> **Énoncé**
Recopiez mot pour mot le passage de l'article sur les Trophées littéraires des NAM qui va de « Ara Toranian, directeur » à « souligné en préambule. ».

> **Extrait du document**

Deuxième édition réussie pour les Trophées littéraires des NAM !
Ara Toranian remet les trophées aux lauréats : Janine Altounian (Essai), Aurore Bruna (Histoire), Yves Ternon (Biographie), Ester Mann et Levon Minasian (Roman). A droite, Anaïs Sansonetti tient la récompense de Charle Berberian (BD).
La grève des transports n’a pas entamé la détermination de toutes les personnes présentes pour la remise des trophées des NAM, ce mercredi 15 janvier au soir dans les locaux de l’UGAB Paris. Une soirée organisée en partenariat avec la région Ile-de-France.
Il faut dire que, même s’il ne s’agit que de la deuxième édition de ces trophées visant à récompenser les meilleurs ouvrages de l’année, l’événement semble déjà s’être imposé comme un rendez-vous attendu. Presque tous les lauréats étaient ainsi présents pour réceptionner leur trophée, une assiette unique imaginée par le graphiste Ara Aslanyan (à savoir l’artiste qui avait créé le logo « Doughov » - « Avec audace » - ornant la casquette de Nikol Pachinian lors de la Révolution de velours).
Changement de lieu cette année, mais le jury est resté fidèle aux Trophées des NAM : complété par Charlie Sansonetti (en remplacement de Laurent Mélikian, parti aux Etats-Unis il y a quelques mois), tous se sont réunis une semaine avant la remise en public des prix pour sélectionner les meilleurs livres de l’année (à savoir : Vincent Duclert, Gaïdz Minassian, Claire Mouradian, Patrick Kechichian, Nelly Kaprielian, Hamit Bozarslan, Lucile Schmid, Frédéric Encel, Ara Toranian, Charlie Sansonetti, Marie-Aude Panossian, André Manoukian, Michel Marian, Ara et Valérie Toranian). Ont ainsi été primés : Charles Berbérian dans la catégorie BD pour sa Playlist Deluxe ; Aurore Bruna pour L’Accord d’Angora dans la catégorie Histoire ; Ester Mann et Levon Minasian pour Le Fil de l’Ange dans la catégorie Roman ; Janine Altounian pour L’Effacement des lieux dans la catégorie Essai ; et Yves Ternon pour Frère arménien Frère juif Frère tutsi dans la nouvelle catégorie Biographie.
Ara Toranian, directeur des Nouvelles d’Arménie, s’est tout d’abord exprimé ce mercredi 15 janvier 2020 pour remercier le public et parler du rôle de ces Trophées novateurs, qui visent avant tout à assurer la fonction de prescripteur culturel et mise en avant des ouvrages qui peuvent parler ou intéresser la communauté. « Car un livre est toujours l’objet d’un combat particulièrement noble », a-t-il souligné en préambule.

> **Données brutes**
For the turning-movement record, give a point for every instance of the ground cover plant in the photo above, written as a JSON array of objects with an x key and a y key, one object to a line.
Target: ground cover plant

> **Corrigé**
Ara Toranian, directeur des Nouvelles d’Arménie, s’est tout d’abord exprimé ce mercredi 15 janvier 2020 pour remercier le public et parler du rôle de ces Trophées novateurs, qui visent avant tout à assurer la fonction de prescripteur culturel et mise en avant des ouvrages qui peuvent parler ou intéresser la communauté. « Car un livre est toujours l’objet d’un combat particulièrement noble », a-t-il souligné en préambule.